TASK DESCRIPTION: A word-for-word transcript of every entry is required.

Segment Start: DATA RECORDS

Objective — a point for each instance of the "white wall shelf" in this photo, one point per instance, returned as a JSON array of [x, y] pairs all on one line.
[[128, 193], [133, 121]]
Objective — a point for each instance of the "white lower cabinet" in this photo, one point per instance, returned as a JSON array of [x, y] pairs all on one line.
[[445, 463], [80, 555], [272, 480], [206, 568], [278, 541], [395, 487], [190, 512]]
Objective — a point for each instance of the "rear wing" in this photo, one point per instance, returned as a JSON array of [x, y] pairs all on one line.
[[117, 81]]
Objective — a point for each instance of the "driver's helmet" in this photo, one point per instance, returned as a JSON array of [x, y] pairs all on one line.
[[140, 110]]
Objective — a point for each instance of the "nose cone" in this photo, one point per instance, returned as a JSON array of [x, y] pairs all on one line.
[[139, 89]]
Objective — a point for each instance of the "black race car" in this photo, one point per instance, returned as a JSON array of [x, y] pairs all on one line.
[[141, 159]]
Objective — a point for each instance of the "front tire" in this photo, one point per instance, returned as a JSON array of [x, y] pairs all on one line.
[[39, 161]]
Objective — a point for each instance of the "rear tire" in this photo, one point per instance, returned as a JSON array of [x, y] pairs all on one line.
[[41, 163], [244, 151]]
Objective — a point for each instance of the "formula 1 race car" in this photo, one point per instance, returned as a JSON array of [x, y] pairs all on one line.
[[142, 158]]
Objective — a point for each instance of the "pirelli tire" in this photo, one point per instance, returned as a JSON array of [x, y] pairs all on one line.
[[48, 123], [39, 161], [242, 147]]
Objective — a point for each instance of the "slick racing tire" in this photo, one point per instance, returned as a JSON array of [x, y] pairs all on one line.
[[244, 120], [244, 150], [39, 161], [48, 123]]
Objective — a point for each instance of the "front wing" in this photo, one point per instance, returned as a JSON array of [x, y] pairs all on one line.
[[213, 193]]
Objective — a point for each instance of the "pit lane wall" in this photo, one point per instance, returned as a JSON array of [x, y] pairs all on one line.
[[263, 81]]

Segment End: DATA RECORDS

RESPONSE TO THE TASK:
Objective — a point for each instance of the "white wall shelf" in this photo, one point per instance, returned as a JSON array of [x, y] pairs all on one line.
[[128, 193], [133, 121]]
Objective — a point for each instance of the "white lower cabinet" in this photo, one point per instance, returned as a JSON array of [x, y] pairs all on one line.
[[445, 463], [80, 555], [272, 480], [206, 568], [278, 541], [395, 487], [190, 512]]
Objective — a point for each instance of the "rear wing" in this photo, one point per instance, returned as a JSON array of [x, y] pairs all on one line.
[[117, 81]]
Objective — a point for each instance of the "driver's helmet" in this photo, one point per instance, returned as a JSON array of [x, y] pairs all on one line.
[[140, 110]]
Objective — a point for each instance of the "nose cone" in this photo, one point per instance, returned as a JSON array of [x, y] pairs all on one line.
[[139, 89]]
Objective — a point for each instance of the "black race car" in this photo, one point per instance, returned as a JSON array of [x, y] pairs all on one line.
[[141, 159]]
Objective — a point for each instance of the "front tire" in this photo, one point per instance, returned as a JSON array of [x, y] pairs all on one line.
[[39, 161]]
Objective — a point for each instance of the "rear tire" in this photo, one point per instance, returned as a JSON array of [x, y] pairs all on one line.
[[41, 163], [244, 151]]
Objective — a point for each instance of the "formula 1 race car" in this photo, one point per instance, returned as a JSON array of [x, y] pairs all on one line.
[[142, 158]]
Objective — a point for each instance of the "pirelli tire" in this photo, one point per instance, returned as a JSON array of [x, y] pairs all on one line.
[[48, 123], [39, 161], [242, 147]]
Objective — a point for each instance of the "slick racing tire" in this photo, one point per instance, returned as a JSON array of [x, y] pairs all on one line.
[[244, 120], [244, 150], [39, 161], [48, 123]]
Objective — a point for each instance of the "front wing" in this photo, one point per instance, returned as a JSON array of [x, y] pairs all on one line.
[[213, 193]]
Objective — a point for each instance of the "pit lane wall" in this photo, one point per instance, returned as a JSON array of [x, y] pairs all on one line.
[[263, 81]]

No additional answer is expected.